## Extract
Skip to content

R

R is a free software environment for statistical computing and graphics. On the Yale Clusters there are a couple ways in which you can set up your R environment. There is no R executable provided by default; you have to choose one of the following methods to be able to run R.

The R Module

We provide several versions of R as software modules. In addition, we install a collection of the most common CRAN packages (homepage) called R-bundle-CRAN, as well as bioconductor bioinformatics packages (homepage) called R-bundle-Bioconductor.

Find and Load R

Find the available versions of R version 4 with:

module avail R/4

To load version 4.4.1:

module load R/4.4.1-foss-2022b

Loading the R module (e.g. R/4.4.1-foss-2022b) automatically loads the R-bundle-CRAN and the R-bundle-Bioconductor modules. With these modules, there are over 1000 R packages installed and ready to use.

To find if your desired package is available in these modules, you can run module spider $PACKAGE/$VERSION:

module spider Seurat/5.1.0

--------------------------------------------------------------------------------------------------------------------------------------------------------
  Seurat: Seurat/5.1.0 (E)
--------------------------------------------------------------------------------------------------------------------------------------------------------
    This extension is provided by the following modules. To access the extension you must load one of the following modules. Note that any module names in parentheses show the module location in the software hierarchy.


       R-bundle-Bioconductor/3.19-foss-2022b-R-4.4.1


Names marked by a trailing (E) are extensions provided by another module.

So this version of Seurat is included in the R-bundle-Bioconductor module for R version 4.4.1. By loading the R/4.4.1-foss-2022b module, you can simply run library(Seurat) to use that tool without installing it yourself.

## Task requirements
1 – In the R page above, what command loads R version 4.4.1?
2 – List every command that the R page above sets on a line of its own.
3 – Rewrite the R page's passage starting at "Skip to content" and ending at "able to run R.", replacing "Yale Clusters" with "campus clusters".

## Data provided
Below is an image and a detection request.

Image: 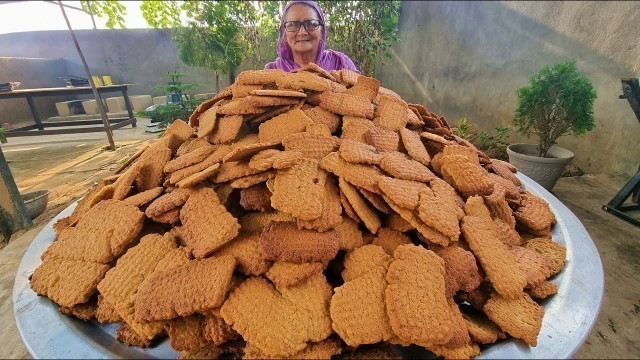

## Task-by-task outputs
1 – module load R/4.4.1-foss-2022b

2 –
module avail R/4
module load R/4.4.1-foss-2022b
module spider Seurat/5.1.0

3 –
Skip to content

R

R is a free software environment for statistical computing and graphics. On the campus clusters there are a couple ways in which you can set up your R environment. There is no R executable provided by default; you have to choose one of the following methods to be able to run R.